--- Exercise data ---
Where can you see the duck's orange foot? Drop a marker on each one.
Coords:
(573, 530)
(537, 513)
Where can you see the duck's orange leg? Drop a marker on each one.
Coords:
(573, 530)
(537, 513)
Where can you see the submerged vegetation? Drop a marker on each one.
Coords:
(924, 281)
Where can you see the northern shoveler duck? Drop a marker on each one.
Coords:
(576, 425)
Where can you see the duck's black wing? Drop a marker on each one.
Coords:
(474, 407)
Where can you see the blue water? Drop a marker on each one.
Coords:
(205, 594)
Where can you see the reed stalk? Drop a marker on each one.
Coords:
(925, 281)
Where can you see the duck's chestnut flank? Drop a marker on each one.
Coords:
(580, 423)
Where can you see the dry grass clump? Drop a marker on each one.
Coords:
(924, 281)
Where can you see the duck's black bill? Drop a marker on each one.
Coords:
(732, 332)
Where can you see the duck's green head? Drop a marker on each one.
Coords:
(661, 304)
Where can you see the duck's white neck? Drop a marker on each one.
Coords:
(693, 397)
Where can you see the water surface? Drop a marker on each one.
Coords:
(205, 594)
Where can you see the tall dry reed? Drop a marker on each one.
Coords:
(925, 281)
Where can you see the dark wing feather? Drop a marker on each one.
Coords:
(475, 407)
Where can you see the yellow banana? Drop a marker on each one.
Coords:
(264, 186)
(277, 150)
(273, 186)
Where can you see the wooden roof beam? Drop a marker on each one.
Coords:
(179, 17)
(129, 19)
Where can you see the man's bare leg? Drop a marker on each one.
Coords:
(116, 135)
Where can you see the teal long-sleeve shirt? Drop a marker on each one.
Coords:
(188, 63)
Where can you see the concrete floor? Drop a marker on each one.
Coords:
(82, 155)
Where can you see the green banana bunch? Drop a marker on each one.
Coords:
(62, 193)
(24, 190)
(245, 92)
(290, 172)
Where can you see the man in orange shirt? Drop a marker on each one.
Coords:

--- The problem ---
Look over the listing and say how many lines hold the string "black". Nothing but the number is needed.

--- Written solution ---
2